And yeah a 27 year Brogrammer making 60K or more a year as a contract worker will probably be a loser under Obamacareas the subsidies don’t help and all the underwriting that favored young, single males is now out the window. The 27 year old male barista is massively better off.
Suffern ACE
@Ruckus: Smug self-deception? Sometimes there definitely is smug self-deception.
Yatsuno
@Richard Mayhew:
Please tell me you’re not serious.
Oh thank the FSM. I feel inadequate as it is on this blog half the time.
Origuy
Someone should ask Canadian-Cuban-American Rafael Cruz about his health insurance. He gets it through his wife, a regional division head of Goldman Sachs.
Ruckus
@Suffern ACE:
OK that’s two things that are worse than fucking useless. Lies and smug self-deception. Conservative charm school must be a hoot. No charm and it rains bullshit when anyone opens their pieholes.
ruemara
Thanks, Richard. Made my day, because I am so fucking sick of glibertarian bullshit analysis and when one of them has the gall to say Ted Cruz is smarter than Obama because Obama only had a 3.5 average… just fuck it.
jl
@Richard Mayhew:
“As a fun research project,…”

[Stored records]
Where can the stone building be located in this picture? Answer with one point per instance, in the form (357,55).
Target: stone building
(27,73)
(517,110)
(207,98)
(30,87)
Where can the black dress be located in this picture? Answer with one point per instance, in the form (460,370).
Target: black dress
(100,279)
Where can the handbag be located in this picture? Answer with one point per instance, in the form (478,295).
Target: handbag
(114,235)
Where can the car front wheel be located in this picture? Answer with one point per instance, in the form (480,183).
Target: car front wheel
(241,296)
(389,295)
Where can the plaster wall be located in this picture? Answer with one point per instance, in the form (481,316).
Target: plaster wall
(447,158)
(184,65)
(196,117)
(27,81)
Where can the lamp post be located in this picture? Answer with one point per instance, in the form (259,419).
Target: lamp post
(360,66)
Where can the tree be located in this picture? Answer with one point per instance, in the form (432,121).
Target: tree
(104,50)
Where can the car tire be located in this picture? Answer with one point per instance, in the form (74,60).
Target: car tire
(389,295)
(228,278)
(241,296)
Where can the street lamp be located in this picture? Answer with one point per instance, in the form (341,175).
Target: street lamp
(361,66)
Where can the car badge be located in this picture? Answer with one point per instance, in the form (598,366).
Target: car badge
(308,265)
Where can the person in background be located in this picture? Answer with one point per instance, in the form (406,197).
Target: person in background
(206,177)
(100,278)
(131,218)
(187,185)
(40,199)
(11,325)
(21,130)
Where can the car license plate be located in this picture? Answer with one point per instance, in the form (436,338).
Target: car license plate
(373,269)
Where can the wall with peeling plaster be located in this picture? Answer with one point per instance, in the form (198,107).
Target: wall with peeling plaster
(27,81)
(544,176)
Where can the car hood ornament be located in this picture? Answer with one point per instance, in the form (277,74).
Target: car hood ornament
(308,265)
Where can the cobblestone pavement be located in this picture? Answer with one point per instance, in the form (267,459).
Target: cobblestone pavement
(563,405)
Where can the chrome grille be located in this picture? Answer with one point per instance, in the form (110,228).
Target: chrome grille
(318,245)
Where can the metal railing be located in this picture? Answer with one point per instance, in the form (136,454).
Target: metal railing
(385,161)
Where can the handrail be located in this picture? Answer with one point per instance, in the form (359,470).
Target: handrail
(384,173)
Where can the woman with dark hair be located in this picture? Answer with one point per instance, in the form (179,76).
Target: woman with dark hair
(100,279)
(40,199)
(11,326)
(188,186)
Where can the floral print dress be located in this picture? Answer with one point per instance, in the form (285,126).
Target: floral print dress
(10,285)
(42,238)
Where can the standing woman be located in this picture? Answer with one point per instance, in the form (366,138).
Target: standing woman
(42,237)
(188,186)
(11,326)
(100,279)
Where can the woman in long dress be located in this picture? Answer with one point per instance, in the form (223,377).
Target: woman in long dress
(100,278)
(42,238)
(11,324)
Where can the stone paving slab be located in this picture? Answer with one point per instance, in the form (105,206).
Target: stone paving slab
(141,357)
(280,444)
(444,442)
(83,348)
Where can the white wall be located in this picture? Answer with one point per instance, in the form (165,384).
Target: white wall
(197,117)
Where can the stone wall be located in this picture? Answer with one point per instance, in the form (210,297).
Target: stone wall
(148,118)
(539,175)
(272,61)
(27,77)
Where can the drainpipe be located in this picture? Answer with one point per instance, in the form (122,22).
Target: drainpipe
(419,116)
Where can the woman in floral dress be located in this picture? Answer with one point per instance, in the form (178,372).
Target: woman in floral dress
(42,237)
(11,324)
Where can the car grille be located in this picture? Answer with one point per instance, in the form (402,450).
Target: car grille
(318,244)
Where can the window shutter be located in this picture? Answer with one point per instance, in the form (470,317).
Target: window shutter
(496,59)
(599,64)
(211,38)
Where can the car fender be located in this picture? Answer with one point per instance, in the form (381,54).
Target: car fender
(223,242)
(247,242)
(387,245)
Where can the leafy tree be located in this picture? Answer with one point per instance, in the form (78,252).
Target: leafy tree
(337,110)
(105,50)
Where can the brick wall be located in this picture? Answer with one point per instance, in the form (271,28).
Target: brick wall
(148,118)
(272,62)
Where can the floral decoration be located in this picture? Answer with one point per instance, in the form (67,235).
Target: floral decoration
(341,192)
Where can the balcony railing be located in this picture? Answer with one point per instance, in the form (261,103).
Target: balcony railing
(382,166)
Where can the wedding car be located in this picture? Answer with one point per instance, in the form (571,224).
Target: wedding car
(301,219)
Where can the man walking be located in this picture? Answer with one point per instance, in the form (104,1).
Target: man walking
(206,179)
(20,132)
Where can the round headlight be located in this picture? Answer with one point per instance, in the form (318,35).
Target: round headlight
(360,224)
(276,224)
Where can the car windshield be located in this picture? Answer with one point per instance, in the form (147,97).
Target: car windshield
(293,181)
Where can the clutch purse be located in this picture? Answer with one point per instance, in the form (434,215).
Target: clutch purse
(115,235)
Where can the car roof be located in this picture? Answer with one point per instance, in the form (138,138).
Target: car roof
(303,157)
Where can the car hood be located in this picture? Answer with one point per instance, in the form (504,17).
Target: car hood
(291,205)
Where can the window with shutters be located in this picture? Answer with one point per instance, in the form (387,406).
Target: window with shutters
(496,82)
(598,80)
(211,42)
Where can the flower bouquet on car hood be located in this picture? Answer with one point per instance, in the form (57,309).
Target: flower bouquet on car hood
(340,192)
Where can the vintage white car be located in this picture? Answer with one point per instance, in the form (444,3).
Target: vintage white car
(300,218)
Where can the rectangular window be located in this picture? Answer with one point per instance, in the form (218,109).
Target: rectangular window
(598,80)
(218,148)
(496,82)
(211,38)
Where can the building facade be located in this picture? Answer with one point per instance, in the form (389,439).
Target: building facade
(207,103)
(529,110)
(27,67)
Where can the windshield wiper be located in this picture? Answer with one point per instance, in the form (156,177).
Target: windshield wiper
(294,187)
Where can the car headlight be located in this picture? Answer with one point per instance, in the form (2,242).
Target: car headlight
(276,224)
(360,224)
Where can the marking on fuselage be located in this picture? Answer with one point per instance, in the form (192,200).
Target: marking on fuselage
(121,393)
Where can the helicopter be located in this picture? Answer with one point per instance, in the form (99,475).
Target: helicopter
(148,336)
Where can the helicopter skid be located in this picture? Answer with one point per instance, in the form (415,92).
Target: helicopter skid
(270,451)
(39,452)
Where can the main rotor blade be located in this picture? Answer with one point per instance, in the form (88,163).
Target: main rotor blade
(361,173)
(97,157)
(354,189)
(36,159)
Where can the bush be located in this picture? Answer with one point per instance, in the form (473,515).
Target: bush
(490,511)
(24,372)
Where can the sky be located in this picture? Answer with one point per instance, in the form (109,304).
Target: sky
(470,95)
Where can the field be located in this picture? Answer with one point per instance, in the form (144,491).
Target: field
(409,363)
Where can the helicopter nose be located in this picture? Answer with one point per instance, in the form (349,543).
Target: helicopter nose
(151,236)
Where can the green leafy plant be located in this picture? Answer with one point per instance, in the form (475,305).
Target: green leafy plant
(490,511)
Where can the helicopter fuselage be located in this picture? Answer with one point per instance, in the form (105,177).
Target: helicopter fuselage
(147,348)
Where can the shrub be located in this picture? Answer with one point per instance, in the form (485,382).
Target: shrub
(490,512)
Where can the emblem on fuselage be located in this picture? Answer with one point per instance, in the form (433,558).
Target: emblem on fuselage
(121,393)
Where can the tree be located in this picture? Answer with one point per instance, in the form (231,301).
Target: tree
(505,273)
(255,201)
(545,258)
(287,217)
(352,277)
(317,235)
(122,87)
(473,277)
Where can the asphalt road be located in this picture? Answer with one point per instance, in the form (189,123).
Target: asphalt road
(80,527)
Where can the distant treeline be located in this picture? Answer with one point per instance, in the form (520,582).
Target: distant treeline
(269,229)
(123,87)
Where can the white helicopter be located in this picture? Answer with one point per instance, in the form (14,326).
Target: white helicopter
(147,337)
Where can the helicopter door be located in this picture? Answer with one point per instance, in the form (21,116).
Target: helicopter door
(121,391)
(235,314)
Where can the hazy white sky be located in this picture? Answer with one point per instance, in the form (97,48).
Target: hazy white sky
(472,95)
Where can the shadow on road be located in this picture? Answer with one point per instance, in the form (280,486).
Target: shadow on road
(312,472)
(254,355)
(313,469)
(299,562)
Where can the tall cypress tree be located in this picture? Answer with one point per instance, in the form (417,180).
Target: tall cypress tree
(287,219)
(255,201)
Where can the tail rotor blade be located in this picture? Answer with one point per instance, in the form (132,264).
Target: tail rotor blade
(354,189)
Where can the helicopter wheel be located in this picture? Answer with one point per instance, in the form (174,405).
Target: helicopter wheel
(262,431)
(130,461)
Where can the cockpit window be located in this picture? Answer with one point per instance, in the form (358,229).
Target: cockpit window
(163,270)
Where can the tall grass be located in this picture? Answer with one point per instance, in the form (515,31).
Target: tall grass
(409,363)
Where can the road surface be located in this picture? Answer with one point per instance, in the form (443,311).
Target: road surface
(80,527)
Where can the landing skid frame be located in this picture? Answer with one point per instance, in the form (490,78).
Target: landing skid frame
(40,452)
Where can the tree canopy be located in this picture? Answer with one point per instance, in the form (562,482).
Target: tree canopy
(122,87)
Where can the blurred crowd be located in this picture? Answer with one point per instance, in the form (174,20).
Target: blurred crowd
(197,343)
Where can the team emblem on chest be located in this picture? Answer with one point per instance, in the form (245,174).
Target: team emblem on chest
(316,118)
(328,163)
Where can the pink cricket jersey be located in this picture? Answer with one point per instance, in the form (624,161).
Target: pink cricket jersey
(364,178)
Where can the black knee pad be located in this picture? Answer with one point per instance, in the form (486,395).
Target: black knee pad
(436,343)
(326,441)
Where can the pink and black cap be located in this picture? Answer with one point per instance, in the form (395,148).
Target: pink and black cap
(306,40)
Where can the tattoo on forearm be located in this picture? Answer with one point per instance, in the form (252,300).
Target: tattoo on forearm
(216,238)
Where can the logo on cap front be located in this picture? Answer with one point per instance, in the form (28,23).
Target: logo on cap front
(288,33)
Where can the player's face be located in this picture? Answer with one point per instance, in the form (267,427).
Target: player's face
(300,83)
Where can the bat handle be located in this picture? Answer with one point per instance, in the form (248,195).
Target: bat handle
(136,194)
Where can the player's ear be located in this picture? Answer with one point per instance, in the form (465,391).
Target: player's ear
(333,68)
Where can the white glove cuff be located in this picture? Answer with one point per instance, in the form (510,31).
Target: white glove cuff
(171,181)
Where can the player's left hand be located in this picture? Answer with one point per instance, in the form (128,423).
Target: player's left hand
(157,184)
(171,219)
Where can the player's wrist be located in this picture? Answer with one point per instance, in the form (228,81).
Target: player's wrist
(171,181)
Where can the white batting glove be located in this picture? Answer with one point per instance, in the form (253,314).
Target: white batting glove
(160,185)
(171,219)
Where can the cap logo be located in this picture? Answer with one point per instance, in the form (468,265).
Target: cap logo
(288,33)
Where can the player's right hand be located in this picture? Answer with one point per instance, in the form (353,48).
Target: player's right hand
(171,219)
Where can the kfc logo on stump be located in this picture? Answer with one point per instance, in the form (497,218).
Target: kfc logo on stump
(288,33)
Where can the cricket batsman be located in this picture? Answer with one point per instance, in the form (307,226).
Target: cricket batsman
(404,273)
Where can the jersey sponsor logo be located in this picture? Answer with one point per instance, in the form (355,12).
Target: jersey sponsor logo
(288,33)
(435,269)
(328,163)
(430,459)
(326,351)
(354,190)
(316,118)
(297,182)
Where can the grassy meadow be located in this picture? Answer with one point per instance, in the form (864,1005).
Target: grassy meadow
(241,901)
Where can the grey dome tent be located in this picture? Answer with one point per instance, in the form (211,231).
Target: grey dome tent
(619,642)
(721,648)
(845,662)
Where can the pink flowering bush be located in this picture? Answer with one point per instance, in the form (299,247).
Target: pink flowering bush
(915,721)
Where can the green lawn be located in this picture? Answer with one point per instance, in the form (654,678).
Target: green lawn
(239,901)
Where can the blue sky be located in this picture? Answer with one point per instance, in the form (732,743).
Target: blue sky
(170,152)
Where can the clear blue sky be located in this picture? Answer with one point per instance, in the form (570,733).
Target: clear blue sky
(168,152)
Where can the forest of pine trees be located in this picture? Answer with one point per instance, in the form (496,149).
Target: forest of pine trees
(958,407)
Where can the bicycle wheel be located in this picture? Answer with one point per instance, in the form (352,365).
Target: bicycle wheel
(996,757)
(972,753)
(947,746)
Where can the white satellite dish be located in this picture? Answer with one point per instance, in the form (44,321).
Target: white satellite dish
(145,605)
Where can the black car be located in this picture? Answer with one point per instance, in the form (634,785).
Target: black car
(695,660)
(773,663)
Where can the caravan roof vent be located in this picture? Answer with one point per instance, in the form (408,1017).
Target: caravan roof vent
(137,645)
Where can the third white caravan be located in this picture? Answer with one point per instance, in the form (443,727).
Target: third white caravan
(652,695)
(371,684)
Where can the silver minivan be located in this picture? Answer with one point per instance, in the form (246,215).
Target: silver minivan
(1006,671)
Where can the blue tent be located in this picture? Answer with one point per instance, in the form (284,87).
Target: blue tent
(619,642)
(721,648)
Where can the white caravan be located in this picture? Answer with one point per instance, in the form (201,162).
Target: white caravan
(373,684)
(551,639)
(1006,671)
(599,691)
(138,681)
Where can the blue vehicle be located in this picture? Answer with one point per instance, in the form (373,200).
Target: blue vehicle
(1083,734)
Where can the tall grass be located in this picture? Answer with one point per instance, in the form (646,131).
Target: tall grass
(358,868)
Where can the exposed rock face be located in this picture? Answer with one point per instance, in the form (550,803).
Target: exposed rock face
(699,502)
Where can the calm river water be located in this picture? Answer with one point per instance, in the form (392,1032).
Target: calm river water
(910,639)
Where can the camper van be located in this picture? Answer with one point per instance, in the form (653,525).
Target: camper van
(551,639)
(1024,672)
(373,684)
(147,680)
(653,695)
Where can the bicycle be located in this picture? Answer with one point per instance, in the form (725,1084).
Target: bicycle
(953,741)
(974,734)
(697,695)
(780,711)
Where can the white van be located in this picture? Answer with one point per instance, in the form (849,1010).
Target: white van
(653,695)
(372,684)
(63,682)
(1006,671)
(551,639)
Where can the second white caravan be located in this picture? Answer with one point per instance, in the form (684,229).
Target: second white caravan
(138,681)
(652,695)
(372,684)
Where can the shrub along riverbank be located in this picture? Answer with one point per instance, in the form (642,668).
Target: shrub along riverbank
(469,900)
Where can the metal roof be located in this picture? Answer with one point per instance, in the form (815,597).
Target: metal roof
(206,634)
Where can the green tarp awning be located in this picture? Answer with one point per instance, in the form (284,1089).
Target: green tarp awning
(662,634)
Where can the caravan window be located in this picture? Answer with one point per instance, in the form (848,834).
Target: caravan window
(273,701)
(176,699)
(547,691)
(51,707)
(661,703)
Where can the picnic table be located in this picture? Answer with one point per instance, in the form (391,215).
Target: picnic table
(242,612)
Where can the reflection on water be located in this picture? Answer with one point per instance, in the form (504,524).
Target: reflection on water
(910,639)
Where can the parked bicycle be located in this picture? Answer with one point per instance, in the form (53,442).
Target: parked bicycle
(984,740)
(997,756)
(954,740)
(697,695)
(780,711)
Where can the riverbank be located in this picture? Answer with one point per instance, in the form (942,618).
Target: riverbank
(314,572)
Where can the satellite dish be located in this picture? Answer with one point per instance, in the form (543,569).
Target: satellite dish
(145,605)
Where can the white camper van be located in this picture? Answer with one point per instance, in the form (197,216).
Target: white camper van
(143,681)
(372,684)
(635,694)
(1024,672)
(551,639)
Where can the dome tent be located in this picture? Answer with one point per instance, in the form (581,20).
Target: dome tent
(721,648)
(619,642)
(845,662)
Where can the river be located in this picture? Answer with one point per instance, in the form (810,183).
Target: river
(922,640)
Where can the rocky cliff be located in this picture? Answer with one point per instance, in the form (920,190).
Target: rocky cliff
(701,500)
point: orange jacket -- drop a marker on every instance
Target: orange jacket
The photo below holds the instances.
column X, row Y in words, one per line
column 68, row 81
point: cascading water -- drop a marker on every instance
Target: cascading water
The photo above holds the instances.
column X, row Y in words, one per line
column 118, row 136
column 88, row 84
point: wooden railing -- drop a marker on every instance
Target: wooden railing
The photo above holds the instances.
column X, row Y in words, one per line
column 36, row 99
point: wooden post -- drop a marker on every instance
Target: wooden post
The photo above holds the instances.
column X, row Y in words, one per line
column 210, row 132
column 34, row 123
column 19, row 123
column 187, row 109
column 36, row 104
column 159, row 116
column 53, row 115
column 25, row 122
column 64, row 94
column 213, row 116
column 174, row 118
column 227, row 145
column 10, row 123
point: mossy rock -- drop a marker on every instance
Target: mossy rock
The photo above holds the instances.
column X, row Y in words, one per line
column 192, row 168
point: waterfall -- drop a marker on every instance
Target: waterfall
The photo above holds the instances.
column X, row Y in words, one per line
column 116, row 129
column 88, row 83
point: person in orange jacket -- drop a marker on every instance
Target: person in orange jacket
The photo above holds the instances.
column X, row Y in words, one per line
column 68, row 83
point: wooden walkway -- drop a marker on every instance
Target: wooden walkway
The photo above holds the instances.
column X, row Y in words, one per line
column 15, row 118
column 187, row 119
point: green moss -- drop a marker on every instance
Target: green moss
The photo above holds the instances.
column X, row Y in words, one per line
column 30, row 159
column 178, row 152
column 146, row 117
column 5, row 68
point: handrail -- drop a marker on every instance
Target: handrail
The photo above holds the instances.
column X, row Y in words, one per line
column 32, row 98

• Task requirements
(1) Answer these questions about the comment thread on Obamacare:
(a) Who does the thread say is massively better off than a 27-year-old programmer earning 60K or more as a contract worker?
(b) Through whom does Rafael Cruz get his health insurance, and what is that person's job?
(c) What grade average does ruemara's comment say Obama had?
(2) Continue the comment thread about Obamacare and Ted Cruz from its last line.

• Results in order
(1)
(a) The 27-year-old male barista.
(b) Through his wife, who is a regional division head of Goldman Sachs.
(c) A 3.5 average.

(2)
If you show me where to go, I might have time to do a half ass job over the weekend.
My take is that rates can vary by age, but have to be compressed into a bound of no more than three times premium for one age group versus another (I don;t know where to find the details). So age specific rates should roughly track actuarial estimate, and only question if certain age groups get extra distorted because of that 3x rule. So that is my qualitative BS probably barely worth typing.
” The 27 year old male barista is massively better off. ”
That dude was the source of the problem Nobody cared about the 60K 27 year okd brogrammer. If you could help us out on a working stiff or hipster dude or hapless recent college graduate working 1 to 3 jobs and earning 15 to 20 K a year would be better off, that would probably be appreciated. Would keep us kids from having another fight before bedtime.
Edit: though you did say that in states that did not expand Medicaid, that guy loses (in response to a comment), right?
Jay S
OK, I needed to figure out some market speak. Apparently uprated means charged a higher premium than the one listed.
Comparing bronze coverage to catastrophic coverage plans is nonsense.
So, are there any catastrophic coverage policies left to marry with a medical savings account? This seems to be one place where people are losing their old coverage and may be paying more for improved coverage, at least if they don’t look at their options.
Tim F.
In related news, lemon laws made it much harder to find a dirt-cheap car.
jl
@Jay S: click on the state name links and you will see the details on the policy benefits and historical performance. Actually, the details in the links make the policies look worse than the highlights Richard extracted.
Jay S
@jl:
Not if those jobs get him over 100% of poverty, about 11k for an individual I think.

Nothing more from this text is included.